■ Data for the task ■
[Start of section]
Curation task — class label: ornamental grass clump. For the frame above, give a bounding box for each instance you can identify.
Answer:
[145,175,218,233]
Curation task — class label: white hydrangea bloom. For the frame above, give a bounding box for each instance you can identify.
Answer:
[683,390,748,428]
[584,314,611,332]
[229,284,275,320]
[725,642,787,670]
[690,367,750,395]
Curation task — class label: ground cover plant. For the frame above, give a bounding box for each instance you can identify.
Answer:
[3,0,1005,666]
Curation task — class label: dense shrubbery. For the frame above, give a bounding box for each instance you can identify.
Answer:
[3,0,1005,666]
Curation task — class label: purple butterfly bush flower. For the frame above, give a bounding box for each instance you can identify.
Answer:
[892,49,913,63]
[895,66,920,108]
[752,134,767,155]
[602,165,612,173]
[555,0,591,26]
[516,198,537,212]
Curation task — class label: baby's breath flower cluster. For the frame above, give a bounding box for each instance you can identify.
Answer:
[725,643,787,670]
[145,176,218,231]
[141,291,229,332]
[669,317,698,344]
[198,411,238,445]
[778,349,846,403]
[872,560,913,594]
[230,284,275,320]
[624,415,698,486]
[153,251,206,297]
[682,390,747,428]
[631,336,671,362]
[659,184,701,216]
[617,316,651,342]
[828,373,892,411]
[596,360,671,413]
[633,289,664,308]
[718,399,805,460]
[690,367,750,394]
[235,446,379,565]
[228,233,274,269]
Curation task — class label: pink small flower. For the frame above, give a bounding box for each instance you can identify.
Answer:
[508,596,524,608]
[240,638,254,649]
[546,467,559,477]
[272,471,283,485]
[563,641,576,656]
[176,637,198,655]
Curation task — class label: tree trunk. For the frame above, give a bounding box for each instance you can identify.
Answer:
[End of section]
■ Exercise directions ■
Output the lines of the records above exactly as they appear, from the line containing "Curation task — class label: ground" through the line containing "Curation task — class label: purple".

■ Exercise result ■
Curation task — class label: ground cover plant. For the frame above, give a bounding box for each instance you can identify.
Answer:
[3,0,1005,666]
Curation task — class label: dense shrubbery. For the frame above, give a bounding box for each instance you can identify.
Answer:
[3,0,1005,666]
Curation task — class label: purple butterfly bush flower. For the frame above, give a bounding box for each instance you can identify.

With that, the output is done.